* PROBLEM DETAILS:
Only the text belongs in the copy. Transcribe the data exactly and drop any pictures.

Image point grounding data:
══════════════════════════════
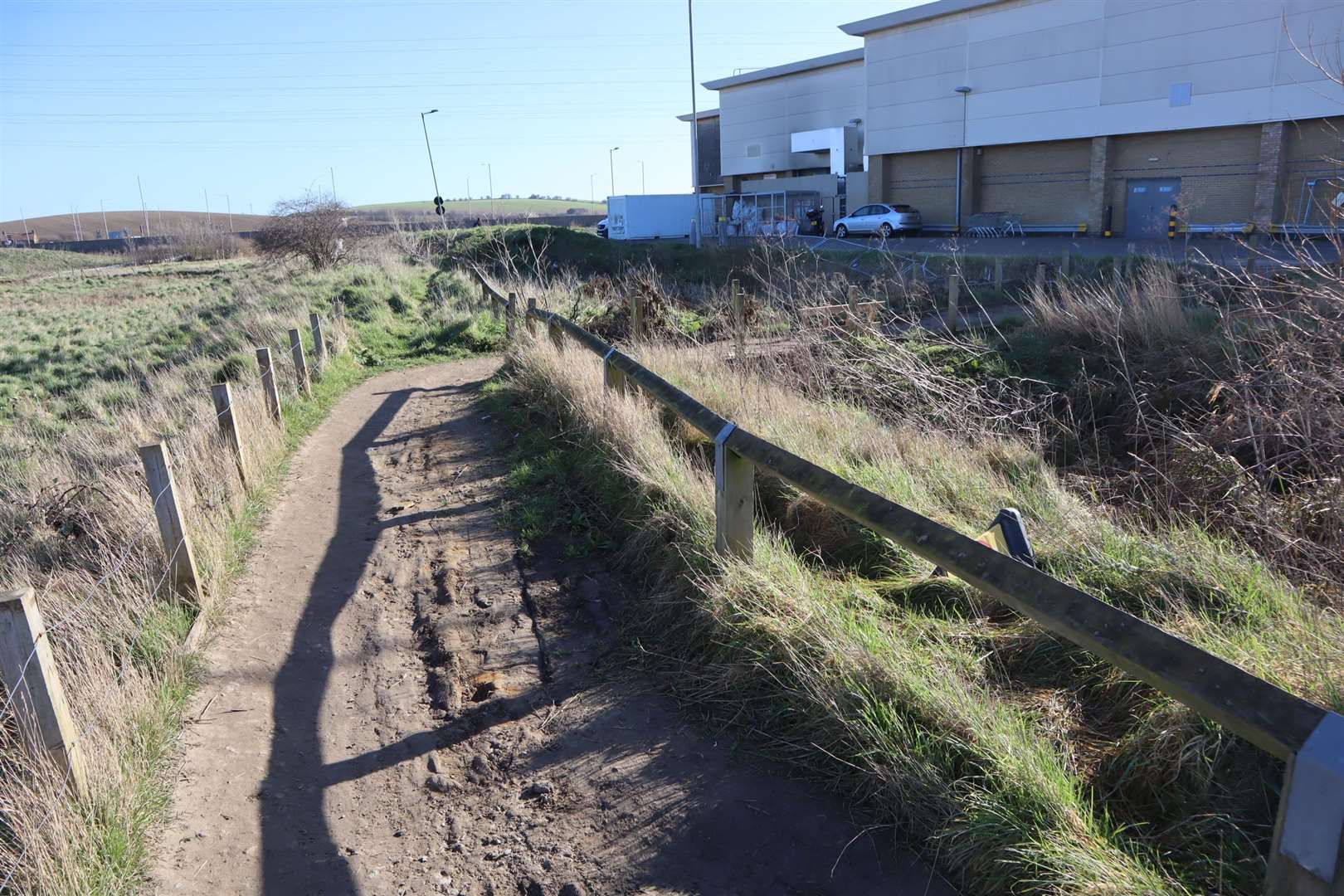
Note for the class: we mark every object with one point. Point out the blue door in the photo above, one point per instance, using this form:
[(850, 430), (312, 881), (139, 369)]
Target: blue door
[(1148, 204)]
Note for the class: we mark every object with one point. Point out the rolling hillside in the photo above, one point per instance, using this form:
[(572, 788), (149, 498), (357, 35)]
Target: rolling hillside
[(56, 227)]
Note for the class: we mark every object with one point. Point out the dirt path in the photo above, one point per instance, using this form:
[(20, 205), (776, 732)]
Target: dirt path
[(399, 707)]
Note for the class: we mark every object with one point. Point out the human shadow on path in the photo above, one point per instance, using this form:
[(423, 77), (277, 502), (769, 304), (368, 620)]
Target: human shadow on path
[(299, 855)]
══════════════════════════════
* FINISHED EXERCISE:
Note for the class: we mark every object with one point. Point out the blue door in the photo above, one point per instance, using this form:
[(850, 430), (312, 881), (139, 369)]
Target: blue door
[(1148, 204)]
Note for the class: we mark every object with one point. Point out the rolling hillside in the photo above, one point per instance, using this form:
[(572, 788), (149, 498), (357, 35)]
Target: rolling hillside
[(56, 227)]
Note for the class: we mark every object with one point. Point out the dirt path in the photo above, one point per instance, using this form:
[(20, 205), (776, 732)]
Target: dirt path
[(399, 707)]
Note for the class: we mark every object with one point. Point out the human shadow on path in the photo above, one point per instance, using this form:
[(423, 77), (277, 502), (769, 304), (368, 620)]
Target: human shadow on path
[(299, 855)]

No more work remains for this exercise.